====== ФРАГМЕНТ СТРАНИЦЫ
Выбрать главу

Летом 1942 года она прочитала по радио стихотворение "Мы шли на фронт...":

Да. Знаю. Все, что с детства в нас горело,

все, что в душе болит, поет, живет,—

все шло к тебе, торжественная зрелость,

на этот фронт у городских ворот.

Торжественная зрелость — как это сказано!

Но дело не только в том, что пришла зрелость. Случилось нечто еще более тор­жественное — обновилась душа: "У каменки, блокадного божка, я новую почувствовала душу, самой мне непонятную пока". В поэме "Твой путь", откуда взяты эти слова, Берг­гольц вспоминает, как задолго до войны она стояла на Мамиссоне, одном из самых высоких кавказских перевалов: "О девочка с вершины Мамиссона, что знала ты о счастии?" "Девочка с вершины Мамиссона", глядящая на мир широко открытыми, наив­ными глазами,— это и есть довоенная Ольга Берггольц, которая демонстративно засти­лала стол газетами, обвиняла Либединского в мещанском перерождении, а Германа называла попутчиком...Поэму "Твой путь" Берггольц написала в апреле 1945 года, в пору "торжествен­ной зрелости". Мечтая о счастье, "девочка с вершины Мамиссона" не знала, что "оно неласково, сурово и бессонно и с гибелью порой сопряжено". В том, что это именно так, автор поэмы "Твой путь" убедился на собственном нелегком жизненном опыте минувшего десятилетия.

После этого особым, вещим смыслом наполняются строки из поэмы, которые я частично уже цитировал:

Я счастлива.

                   И все яснее мне,

что я всегда жила для этих дней,

для этого жестокого расцвета.

И гордости своей не утаю,

что рядовым вошла в судьбу твою,

мой город,

                 в званье твоего поэта.
============
ЧТО СДЕЛАТЬ -
**1.** Перечислите всех людей, чьи фамилии названы во фрагменте о Берггольц.
**2.** Перепишите во фрагменте о Берггольц отрезок от «Выбрать главу» до «у городских ворот.», заменив слово «фронт» на «рубеж».
**3.** Когда, согласно фрагменту, Берггольц написала поэму «Твой путь»?
Строки для этого не понадобятся.
====== ИСХОДНЫЕ СТРОКИ
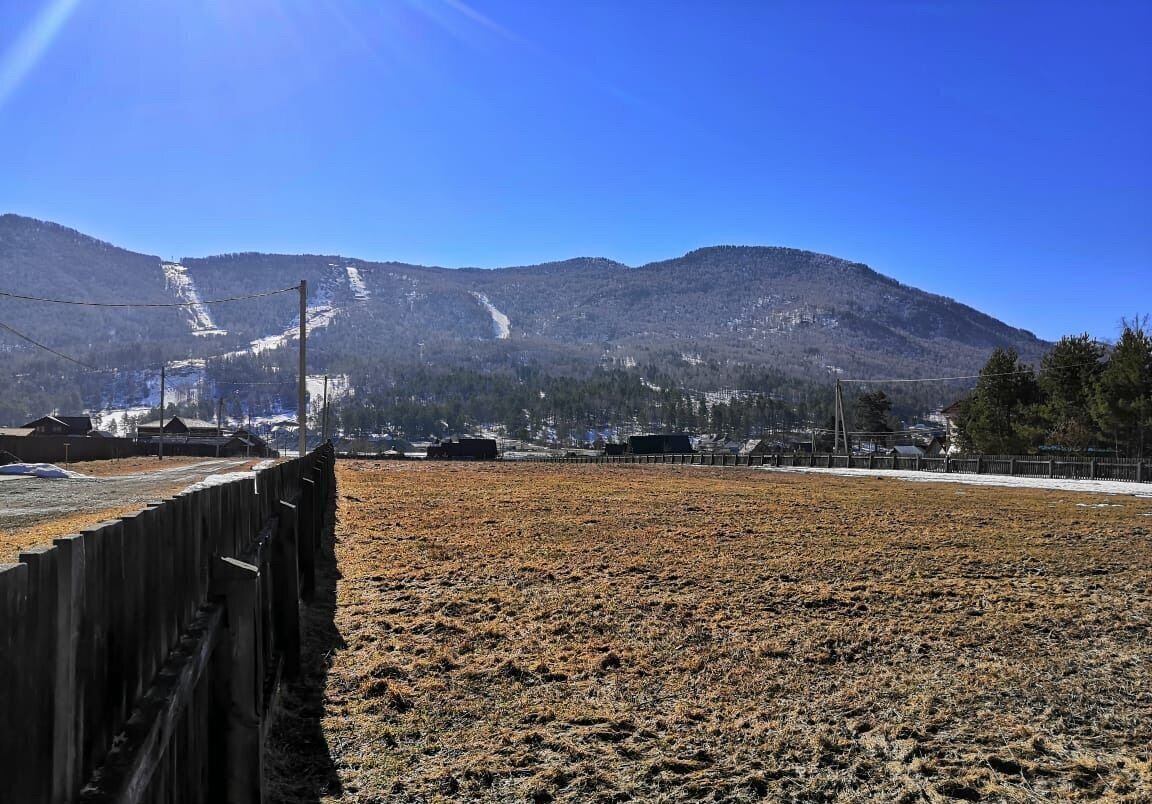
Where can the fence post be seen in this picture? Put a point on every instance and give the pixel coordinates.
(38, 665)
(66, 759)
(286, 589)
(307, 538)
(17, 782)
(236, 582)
============
ОТВЕТЫ К ЗАДАНИЯМ -
**1.** Ольга Берггольц, Либединский, Герман.

**2.**
Выбрать главу

Летом 1942 года она прочитала по радио стихотворение "Мы шли на рубеж...":

Да. Знаю. Все, что с детства в нас горело,

все, что в душе болит, поет, живет,—

все шло к тебе, торжественная зрелость,

на этот рубеж у городских ворот.

**3.** В апреле 1945 года.